(Beginning of Page extract)

Imagine Cancel Culture in the Year 2100

I’ve long been a fan of John McWhorter, a linguist at Columbia University. My first exposure to his thinking was listening to the Great Courses production of his lectures titled “The Story of Human Language.” I’ve recently finished reading his book Woke Racism, a nuanced critique of progressive racial policy, despite its not-so-nuanced title. He develops a concept for how upper-class American views about race have a religious tone, what McWhorter calls “The Elect.”

McWhorter has a beautiful analogy about tearing down statues of George Washington, our very respected first president. Washington was a pillar of the establishment in his day, more beloved by his contemporaries than even Kennedy in 1960 or Obama in 2008. If Washington is now a monster for having owned slaves, what unforeseen controversy awaits today’s establishment?

McWhorter imagines one:

In the future, the bulk of Americans may consider being pro-choice immoral. The celebration of any conglomeration of cells chemically set to become a Homo sapiens as “a person” may spread to intellectuals of influence and become as intelligentsia-chic as Electness is now. How do we feel about people of 2100 advocating that educators not celebrate the achievements of people in 2020 because they were not opposed to abortion?

That’s a rich analogy.

Eric Shierman lives in Salem and is the author of We were winning when I was there.

(End of Page extract)

■ Questions on the material:
[1] List the titles of the works named in the column on cancel culture.
[2] Reproduce the column on cancel culture word for word, everything from "I’ve long been" down to "awaits today’s establishment?".
The records that follow have no connection to the column on cancel culture.

(Beginning of Extracted entries)

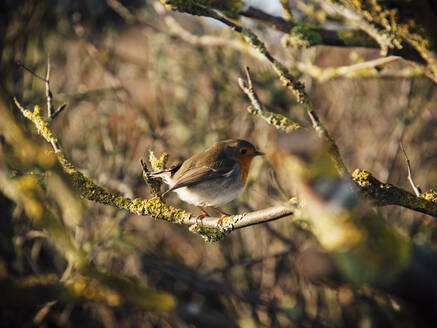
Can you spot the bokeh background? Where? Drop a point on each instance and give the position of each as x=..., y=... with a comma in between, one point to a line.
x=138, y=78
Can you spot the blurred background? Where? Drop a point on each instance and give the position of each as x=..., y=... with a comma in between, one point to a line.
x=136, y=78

(End of Extracted entries)
(Beginning of Extracted entries)

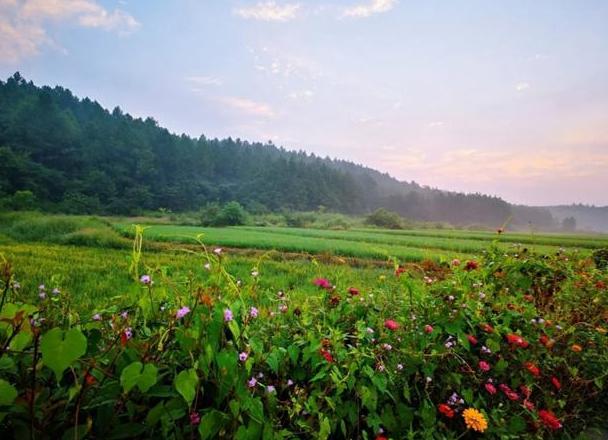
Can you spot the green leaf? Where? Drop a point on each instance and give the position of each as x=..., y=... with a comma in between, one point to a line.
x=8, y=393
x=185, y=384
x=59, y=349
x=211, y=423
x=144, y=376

(End of Extracted entries)

■ Per-task outputs:
[1]
The Story of Human Language
Woke Racism
We were winning when I was there

[2]
I’ve long been a fan of John McWhorter, a linguist at Columbia University. My first exposure to his thinking was listening to the Great Courses production of his lectures titled “The Story of Human Language.” I’ve recently finished reading his book Woke Racism, a nuanced critique of progressive racial policy, despite its not-so-nuanced title. He develops a concept for how upper-class American views about race have a religious tone, what McWhorter calls “The Elect.”

McWhorter has a beautiful analogy about tearing down statues of George Washington, our very respected first president. Washington was a pillar of the establishment in his day, more beloved by his contemporaries than even Kennedy in 1960 or Obama in 2008. If Washington is now a monster for having owned slaves, what unforeseen controversy awaits today’s establishment?